## Aim:
Please list every line in the records below that contains the word "bloom", copying each one in full. Case counts.

========================

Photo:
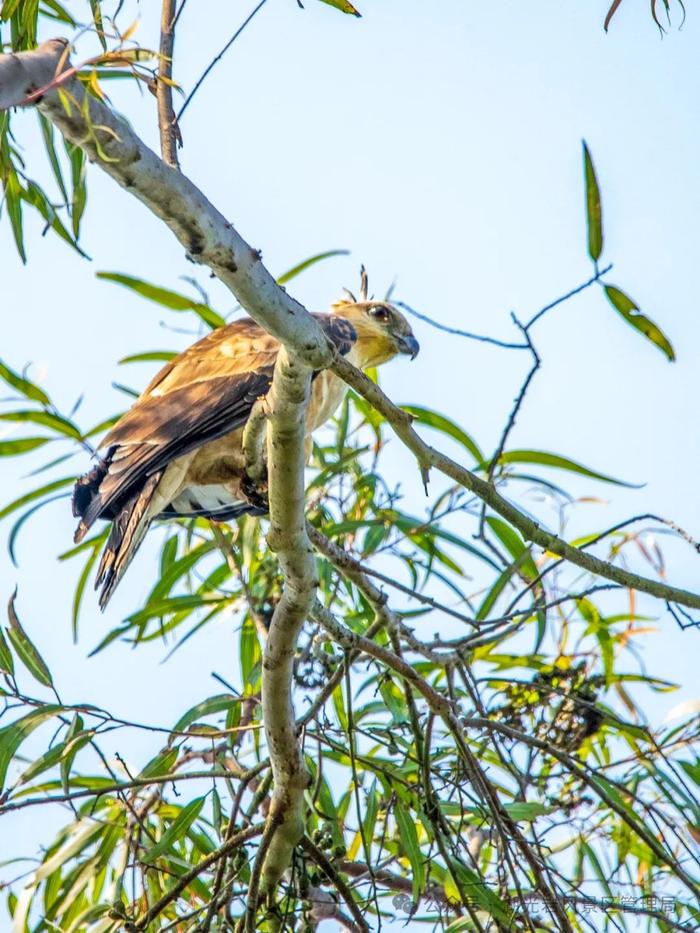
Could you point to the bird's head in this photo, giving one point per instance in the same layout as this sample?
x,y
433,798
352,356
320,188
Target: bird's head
x,y
382,330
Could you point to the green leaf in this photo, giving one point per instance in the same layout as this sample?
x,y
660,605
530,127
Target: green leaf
x,y
215,704
24,648
434,420
560,463
55,755
78,166
38,199
343,6
594,214
515,546
47,133
155,356
409,842
7,665
478,890
311,261
251,653
176,831
22,445
165,297
46,419
27,388
161,764
631,313
13,203
12,736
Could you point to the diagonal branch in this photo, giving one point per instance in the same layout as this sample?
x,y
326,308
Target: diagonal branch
x,y
207,236
428,457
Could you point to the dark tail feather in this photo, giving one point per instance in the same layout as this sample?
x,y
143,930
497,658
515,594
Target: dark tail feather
x,y
128,530
86,502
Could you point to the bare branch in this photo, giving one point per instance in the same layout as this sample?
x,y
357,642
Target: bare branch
x,y
428,457
206,235
167,121
287,536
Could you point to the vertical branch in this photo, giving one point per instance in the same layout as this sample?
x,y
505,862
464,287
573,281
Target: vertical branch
x,y
167,121
287,536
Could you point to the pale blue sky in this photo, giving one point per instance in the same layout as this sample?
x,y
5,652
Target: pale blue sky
x,y
440,143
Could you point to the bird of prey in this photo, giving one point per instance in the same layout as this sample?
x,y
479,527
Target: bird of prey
x,y
178,450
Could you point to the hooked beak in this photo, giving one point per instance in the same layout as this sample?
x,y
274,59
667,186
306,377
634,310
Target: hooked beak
x,y
408,345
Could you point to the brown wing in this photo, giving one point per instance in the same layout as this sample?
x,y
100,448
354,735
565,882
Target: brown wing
x,y
201,395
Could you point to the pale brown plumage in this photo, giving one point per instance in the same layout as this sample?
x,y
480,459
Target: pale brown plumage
x,y
178,451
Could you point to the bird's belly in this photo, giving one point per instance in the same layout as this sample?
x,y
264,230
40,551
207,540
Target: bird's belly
x,y
327,392
219,461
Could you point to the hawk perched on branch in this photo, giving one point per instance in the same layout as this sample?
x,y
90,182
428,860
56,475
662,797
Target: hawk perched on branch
x,y
179,450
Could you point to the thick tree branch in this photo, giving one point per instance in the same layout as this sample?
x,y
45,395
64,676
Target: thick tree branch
x,y
167,121
207,236
428,458
210,239
287,536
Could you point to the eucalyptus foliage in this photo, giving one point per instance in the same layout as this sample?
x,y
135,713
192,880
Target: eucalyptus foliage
x,y
544,773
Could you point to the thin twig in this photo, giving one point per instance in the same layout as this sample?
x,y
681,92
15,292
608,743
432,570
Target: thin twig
x,y
218,58
167,121
243,836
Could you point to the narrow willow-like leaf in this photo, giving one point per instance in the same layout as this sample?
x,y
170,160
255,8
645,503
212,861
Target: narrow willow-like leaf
x,y
26,652
165,297
594,214
176,831
215,704
343,6
23,385
307,263
560,463
631,313
433,419
12,736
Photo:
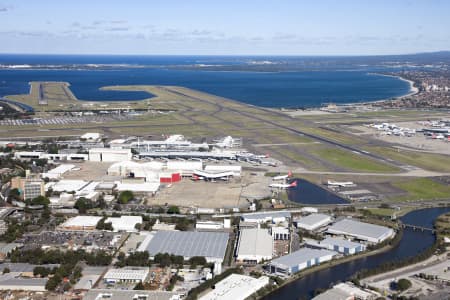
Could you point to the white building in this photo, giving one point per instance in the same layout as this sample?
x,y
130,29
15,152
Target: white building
x,y
236,170
109,155
254,245
81,223
130,274
211,225
124,223
263,217
342,246
236,287
138,187
361,231
280,233
91,136
313,221
347,291
57,172
299,260
148,170
186,168
66,185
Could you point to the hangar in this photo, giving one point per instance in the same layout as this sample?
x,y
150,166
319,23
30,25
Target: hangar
x,y
211,245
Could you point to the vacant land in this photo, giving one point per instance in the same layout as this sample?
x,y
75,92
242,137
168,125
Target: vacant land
x,y
354,161
427,161
422,189
198,115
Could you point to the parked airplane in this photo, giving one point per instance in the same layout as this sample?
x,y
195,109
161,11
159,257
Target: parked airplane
x,y
283,185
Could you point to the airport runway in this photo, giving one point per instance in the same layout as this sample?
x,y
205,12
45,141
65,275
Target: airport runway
x,y
296,131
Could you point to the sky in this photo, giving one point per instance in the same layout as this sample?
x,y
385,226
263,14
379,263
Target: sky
x,y
232,27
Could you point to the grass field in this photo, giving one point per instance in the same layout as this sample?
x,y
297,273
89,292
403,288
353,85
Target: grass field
x,y
427,161
352,161
199,115
422,189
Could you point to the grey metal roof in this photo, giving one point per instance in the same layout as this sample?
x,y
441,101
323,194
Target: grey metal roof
x,y
275,214
23,267
189,243
313,219
333,294
255,241
300,256
129,295
339,242
10,279
356,228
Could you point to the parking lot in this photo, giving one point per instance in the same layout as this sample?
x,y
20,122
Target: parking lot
x,y
66,120
102,240
226,194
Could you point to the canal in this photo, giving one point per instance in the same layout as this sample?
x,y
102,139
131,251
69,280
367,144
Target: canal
x,y
411,244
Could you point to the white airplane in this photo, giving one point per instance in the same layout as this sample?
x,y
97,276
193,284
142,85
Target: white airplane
x,y
283,185
283,177
340,183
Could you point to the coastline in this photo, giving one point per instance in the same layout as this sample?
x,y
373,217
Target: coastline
x,y
326,265
413,90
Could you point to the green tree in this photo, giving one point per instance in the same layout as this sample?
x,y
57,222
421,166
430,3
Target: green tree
x,y
139,286
125,197
83,204
173,210
403,284
40,200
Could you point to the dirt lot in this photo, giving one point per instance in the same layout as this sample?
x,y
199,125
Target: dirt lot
x,y
418,141
234,193
90,170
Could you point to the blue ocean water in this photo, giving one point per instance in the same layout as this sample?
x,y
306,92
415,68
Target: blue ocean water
x,y
303,88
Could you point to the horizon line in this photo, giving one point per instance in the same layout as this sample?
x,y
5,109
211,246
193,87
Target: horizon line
x,y
228,55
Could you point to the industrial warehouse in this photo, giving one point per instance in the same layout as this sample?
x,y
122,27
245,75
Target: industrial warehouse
x,y
255,245
299,260
211,245
361,231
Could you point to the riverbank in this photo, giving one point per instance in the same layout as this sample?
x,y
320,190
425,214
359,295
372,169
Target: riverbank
x,y
334,263
405,252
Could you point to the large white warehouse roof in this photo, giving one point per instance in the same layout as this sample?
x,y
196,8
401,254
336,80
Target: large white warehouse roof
x,y
300,256
313,221
211,245
124,223
236,287
360,230
255,243
82,221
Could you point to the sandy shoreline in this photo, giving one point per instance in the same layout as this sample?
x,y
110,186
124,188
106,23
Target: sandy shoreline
x,y
413,90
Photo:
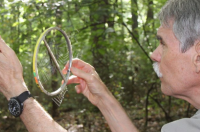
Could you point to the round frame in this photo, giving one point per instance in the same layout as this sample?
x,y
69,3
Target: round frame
x,y
35,71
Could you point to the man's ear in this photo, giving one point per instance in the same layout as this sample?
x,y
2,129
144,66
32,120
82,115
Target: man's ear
x,y
197,57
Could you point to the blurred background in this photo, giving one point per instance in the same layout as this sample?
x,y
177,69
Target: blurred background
x,y
116,37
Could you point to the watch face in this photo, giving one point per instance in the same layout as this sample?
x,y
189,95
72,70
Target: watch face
x,y
14,107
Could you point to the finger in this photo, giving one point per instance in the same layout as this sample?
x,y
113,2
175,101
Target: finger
x,y
73,79
80,65
82,74
81,87
78,89
3,46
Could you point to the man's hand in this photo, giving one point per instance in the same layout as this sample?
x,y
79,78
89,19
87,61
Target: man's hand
x,y
11,77
89,81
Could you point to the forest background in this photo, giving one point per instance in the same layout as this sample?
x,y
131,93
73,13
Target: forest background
x,y
116,37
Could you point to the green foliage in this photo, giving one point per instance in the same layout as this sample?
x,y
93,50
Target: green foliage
x,y
116,37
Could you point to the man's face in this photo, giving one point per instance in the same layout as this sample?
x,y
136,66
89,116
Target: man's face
x,y
177,68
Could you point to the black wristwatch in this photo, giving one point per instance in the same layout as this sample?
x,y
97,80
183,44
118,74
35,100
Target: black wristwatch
x,y
15,104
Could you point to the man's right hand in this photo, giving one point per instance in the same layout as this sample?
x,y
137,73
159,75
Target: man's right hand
x,y
89,81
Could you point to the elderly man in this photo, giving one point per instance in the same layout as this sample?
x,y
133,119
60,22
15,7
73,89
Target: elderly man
x,y
177,63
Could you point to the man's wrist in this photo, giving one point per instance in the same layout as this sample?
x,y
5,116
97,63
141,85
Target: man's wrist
x,y
16,90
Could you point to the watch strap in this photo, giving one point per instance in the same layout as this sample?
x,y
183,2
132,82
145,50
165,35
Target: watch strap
x,y
23,96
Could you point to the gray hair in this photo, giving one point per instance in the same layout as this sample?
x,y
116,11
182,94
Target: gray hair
x,y
186,17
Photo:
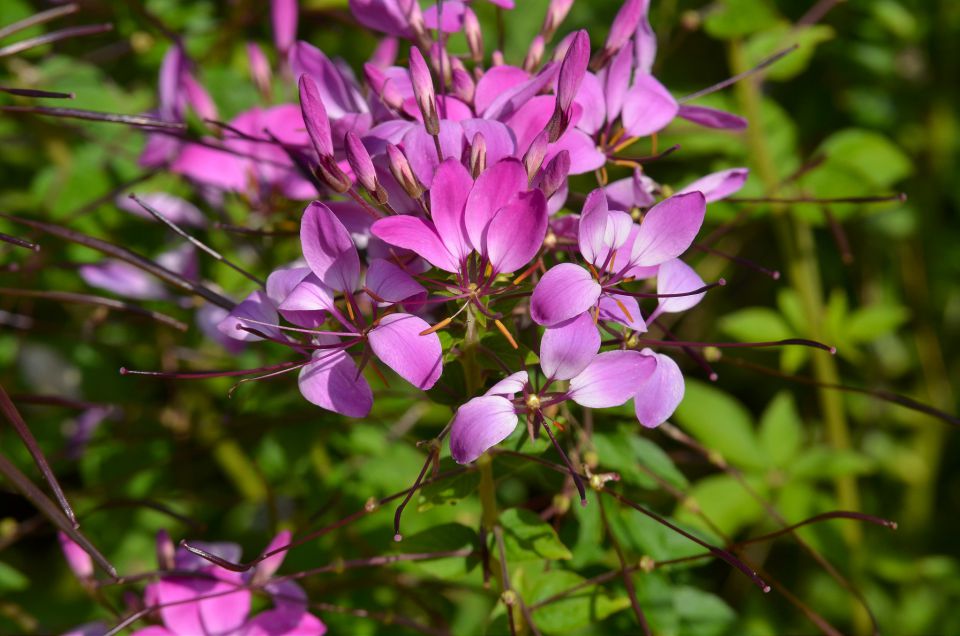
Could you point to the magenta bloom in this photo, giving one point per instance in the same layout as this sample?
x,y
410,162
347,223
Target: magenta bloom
x,y
496,216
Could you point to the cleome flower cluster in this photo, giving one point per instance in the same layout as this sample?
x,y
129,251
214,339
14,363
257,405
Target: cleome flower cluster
x,y
444,195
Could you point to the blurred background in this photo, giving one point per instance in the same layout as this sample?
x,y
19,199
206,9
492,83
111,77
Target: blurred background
x,y
866,107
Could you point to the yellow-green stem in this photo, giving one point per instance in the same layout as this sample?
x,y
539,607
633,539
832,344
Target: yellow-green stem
x,y
797,243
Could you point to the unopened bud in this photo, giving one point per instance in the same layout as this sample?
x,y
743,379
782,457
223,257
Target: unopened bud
x,y
555,173
315,117
331,174
383,86
403,173
360,162
556,13
478,155
474,34
534,54
462,85
423,91
535,154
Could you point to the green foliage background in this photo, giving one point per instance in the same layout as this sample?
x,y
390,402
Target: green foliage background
x,y
872,90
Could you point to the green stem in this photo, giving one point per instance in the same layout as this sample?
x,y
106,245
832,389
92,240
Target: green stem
x,y
796,240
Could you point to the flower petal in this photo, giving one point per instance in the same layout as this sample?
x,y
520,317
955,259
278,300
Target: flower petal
x,y
331,381
510,385
448,195
515,234
593,225
492,190
676,277
659,396
479,424
669,228
648,107
417,235
719,185
565,291
391,283
611,379
328,248
712,118
398,343
567,349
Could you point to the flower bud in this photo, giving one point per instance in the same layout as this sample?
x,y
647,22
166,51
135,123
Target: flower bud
x,y
534,54
474,34
555,173
535,154
383,86
462,84
423,91
315,117
360,162
403,173
478,155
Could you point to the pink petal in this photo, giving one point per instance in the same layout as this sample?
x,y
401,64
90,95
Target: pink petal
x,y
676,277
712,118
610,309
304,301
593,225
565,291
616,82
391,283
495,186
331,381
479,424
648,108
509,386
122,279
719,185
417,235
256,306
279,622
567,349
516,233
328,248
415,358
611,379
669,228
495,83
659,396
226,613
448,196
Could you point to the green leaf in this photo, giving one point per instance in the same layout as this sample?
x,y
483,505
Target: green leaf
x,y
866,324
583,608
444,537
721,423
826,463
701,613
781,429
769,41
11,579
736,18
755,323
724,501
526,537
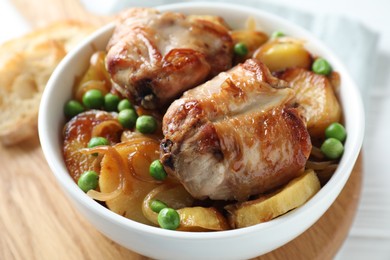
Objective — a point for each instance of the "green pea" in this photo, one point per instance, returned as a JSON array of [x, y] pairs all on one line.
[[277, 34], [146, 124], [157, 171], [240, 49], [168, 218], [73, 108], [157, 205], [93, 99], [332, 148], [127, 118], [124, 104], [88, 181], [336, 130], [321, 66], [111, 102], [96, 141]]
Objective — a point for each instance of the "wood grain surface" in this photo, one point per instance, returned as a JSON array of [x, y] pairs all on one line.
[[38, 222]]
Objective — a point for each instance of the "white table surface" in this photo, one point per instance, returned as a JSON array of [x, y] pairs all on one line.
[[369, 237]]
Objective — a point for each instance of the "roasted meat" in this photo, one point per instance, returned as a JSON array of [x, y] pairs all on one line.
[[236, 135], [154, 57]]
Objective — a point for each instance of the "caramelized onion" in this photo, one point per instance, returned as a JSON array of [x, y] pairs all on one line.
[[106, 127], [108, 151], [137, 155]]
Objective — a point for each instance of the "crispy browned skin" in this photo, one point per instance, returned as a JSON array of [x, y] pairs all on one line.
[[236, 135], [154, 57]]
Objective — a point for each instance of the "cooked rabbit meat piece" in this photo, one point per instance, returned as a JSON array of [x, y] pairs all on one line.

========================

## Solution for this task:
Could you point to the magenta bloom in this photo, giving one point per instance in the same layout as this sample?
Target: magenta bloom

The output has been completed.